▸ To do:
Scan the data for "wreath" and copy the lines it appears in.

━━━ Input material ━━━

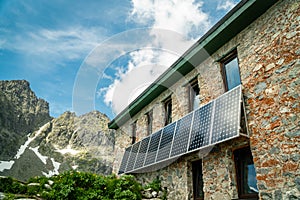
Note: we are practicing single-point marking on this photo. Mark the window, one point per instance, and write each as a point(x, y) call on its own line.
point(194, 95)
point(168, 111)
point(231, 72)
point(246, 175)
point(197, 180)
point(133, 136)
point(149, 122)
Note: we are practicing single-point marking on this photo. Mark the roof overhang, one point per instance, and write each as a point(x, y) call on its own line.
point(229, 26)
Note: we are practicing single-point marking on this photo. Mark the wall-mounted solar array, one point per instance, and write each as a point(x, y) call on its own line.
point(215, 122)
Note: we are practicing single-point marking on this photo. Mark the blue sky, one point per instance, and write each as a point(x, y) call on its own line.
point(95, 54)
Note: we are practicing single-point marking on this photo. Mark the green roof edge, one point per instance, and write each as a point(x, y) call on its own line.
point(243, 14)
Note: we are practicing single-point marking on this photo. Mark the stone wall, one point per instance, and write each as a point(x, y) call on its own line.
point(268, 53)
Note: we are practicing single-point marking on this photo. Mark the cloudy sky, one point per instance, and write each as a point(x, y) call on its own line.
point(97, 54)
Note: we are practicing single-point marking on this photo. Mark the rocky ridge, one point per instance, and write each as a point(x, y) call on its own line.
point(21, 113)
point(47, 146)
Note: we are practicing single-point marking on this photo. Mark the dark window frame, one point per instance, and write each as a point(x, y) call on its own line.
point(240, 155)
point(224, 61)
point(168, 110)
point(197, 174)
point(149, 116)
point(193, 90)
point(133, 133)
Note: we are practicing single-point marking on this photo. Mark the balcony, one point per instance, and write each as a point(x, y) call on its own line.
point(216, 122)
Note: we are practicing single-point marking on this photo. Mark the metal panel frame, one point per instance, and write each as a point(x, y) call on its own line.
point(171, 157)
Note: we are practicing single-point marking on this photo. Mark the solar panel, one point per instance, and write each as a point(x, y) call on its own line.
point(153, 146)
point(226, 116)
point(212, 123)
point(142, 153)
point(132, 157)
point(200, 133)
point(124, 160)
point(166, 142)
point(181, 136)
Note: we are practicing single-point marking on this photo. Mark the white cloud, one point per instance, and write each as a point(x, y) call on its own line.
point(185, 21)
point(185, 17)
point(141, 72)
point(225, 5)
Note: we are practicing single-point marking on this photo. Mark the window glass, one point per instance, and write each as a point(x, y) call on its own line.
point(168, 111)
point(246, 174)
point(197, 180)
point(194, 95)
point(232, 73)
point(133, 136)
point(149, 122)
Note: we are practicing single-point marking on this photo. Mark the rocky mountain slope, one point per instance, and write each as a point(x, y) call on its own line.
point(21, 112)
point(68, 142)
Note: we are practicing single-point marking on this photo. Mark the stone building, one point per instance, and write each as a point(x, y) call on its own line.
point(255, 47)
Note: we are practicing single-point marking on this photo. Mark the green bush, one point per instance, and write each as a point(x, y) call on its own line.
point(76, 185)
point(154, 185)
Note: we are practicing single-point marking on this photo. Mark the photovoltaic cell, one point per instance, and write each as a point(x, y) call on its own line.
point(142, 153)
point(124, 160)
point(153, 146)
point(132, 157)
point(226, 116)
point(166, 142)
point(181, 136)
point(200, 133)
point(215, 122)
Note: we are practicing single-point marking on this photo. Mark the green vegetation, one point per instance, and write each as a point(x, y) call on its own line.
point(73, 185)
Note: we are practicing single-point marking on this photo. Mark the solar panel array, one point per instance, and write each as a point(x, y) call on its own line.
point(210, 124)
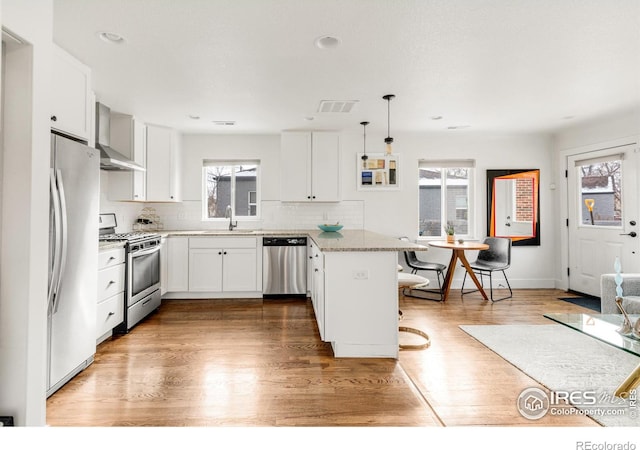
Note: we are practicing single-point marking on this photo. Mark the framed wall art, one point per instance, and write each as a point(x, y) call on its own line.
point(378, 171)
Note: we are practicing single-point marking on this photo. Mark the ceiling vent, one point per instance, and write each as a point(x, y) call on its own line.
point(337, 106)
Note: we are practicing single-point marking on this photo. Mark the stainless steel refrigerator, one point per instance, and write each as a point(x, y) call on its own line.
point(73, 259)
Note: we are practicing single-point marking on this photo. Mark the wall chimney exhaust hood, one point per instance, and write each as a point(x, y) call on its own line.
point(110, 159)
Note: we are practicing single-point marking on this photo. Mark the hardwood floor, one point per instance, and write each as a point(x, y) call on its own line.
point(255, 363)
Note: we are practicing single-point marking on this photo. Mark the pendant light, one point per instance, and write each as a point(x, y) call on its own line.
point(364, 156)
point(388, 140)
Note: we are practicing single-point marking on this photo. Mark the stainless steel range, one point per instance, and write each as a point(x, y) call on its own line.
point(142, 293)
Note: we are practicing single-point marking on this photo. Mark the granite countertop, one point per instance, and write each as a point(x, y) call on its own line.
point(341, 241)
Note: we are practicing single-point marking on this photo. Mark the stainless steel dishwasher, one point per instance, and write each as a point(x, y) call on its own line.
point(284, 266)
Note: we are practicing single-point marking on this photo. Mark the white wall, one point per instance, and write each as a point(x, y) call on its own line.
point(126, 212)
point(25, 213)
point(393, 213)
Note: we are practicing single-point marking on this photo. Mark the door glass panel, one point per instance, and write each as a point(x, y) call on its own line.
point(601, 193)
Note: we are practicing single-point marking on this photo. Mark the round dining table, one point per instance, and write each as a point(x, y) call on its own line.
point(457, 253)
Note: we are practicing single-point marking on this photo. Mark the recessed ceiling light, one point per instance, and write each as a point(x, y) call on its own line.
point(326, 42)
point(111, 37)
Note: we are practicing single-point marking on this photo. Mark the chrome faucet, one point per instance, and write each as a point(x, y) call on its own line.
point(228, 214)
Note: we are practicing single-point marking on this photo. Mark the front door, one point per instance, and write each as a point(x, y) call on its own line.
point(603, 215)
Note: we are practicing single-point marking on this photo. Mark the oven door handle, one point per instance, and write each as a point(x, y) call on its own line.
point(145, 252)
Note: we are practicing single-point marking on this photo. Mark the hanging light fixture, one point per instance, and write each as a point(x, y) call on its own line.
point(364, 156)
point(388, 140)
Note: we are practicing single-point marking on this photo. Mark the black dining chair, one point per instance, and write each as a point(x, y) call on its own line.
point(416, 264)
point(497, 258)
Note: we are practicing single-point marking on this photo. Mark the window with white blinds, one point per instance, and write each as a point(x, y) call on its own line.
point(445, 197)
point(230, 188)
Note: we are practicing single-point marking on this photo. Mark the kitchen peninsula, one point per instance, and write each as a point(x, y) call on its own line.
point(352, 281)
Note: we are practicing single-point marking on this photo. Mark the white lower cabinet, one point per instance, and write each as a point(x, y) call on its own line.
point(164, 269)
point(213, 267)
point(177, 264)
point(205, 270)
point(111, 279)
point(221, 264)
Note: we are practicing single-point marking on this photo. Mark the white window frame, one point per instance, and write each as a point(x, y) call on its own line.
point(224, 162)
point(471, 203)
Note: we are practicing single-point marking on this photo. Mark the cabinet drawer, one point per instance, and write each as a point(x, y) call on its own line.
point(110, 281)
point(109, 258)
point(222, 242)
point(110, 313)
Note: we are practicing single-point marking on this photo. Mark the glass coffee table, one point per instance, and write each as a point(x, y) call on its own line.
point(604, 328)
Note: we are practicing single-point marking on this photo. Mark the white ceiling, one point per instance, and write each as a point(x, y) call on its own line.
point(492, 65)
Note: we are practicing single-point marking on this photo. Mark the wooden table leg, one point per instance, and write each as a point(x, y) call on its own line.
point(449, 276)
point(469, 270)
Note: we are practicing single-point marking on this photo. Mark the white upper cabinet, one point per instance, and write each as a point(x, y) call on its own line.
point(163, 175)
point(128, 136)
point(310, 164)
point(71, 96)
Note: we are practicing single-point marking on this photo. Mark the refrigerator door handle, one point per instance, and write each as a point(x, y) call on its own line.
point(57, 235)
point(64, 240)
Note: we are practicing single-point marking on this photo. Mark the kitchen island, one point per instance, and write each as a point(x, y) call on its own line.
point(353, 285)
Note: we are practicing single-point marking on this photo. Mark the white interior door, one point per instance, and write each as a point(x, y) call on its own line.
point(603, 215)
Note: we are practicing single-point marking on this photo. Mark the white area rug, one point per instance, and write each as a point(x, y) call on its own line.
point(562, 359)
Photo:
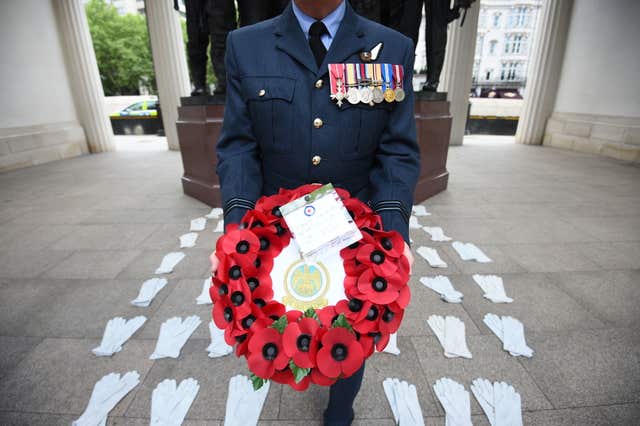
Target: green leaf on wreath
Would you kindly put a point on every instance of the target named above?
(280, 324)
(298, 372)
(257, 382)
(341, 321)
(311, 313)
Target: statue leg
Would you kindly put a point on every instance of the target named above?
(342, 393)
(437, 12)
(197, 42)
(221, 19)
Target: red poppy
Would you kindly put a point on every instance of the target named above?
(379, 289)
(300, 343)
(380, 263)
(320, 379)
(266, 353)
(390, 242)
(341, 354)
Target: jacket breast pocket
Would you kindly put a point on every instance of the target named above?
(269, 99)
(361, 126)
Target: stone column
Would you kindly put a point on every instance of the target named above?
(169, 63)
(544, 72)
(457, 70)
(84, 75)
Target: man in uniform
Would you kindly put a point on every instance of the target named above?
(282, 129)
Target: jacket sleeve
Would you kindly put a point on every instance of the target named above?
(239, 166)
(397, 162)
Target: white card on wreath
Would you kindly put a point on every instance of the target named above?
(319, 223)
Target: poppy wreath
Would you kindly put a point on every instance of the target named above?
(318, 345)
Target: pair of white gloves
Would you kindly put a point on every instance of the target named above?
(116, 333)
(493, 288)
(243, 403)
(107, 392)
(198, 224)
(403, 399)
(174, 333)
(437, 234)
(469, 251)
(499, 401)
(442, 285)
(511, 332)
(450, 332)
(218, 346)
(171, 402)
(169, 261)
(431, 256)
(148, 291)
(205, 298)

━━━

▸ Answer below:
Target: green leaf on wreath
Target: white card on wreath
Target: poppy wreath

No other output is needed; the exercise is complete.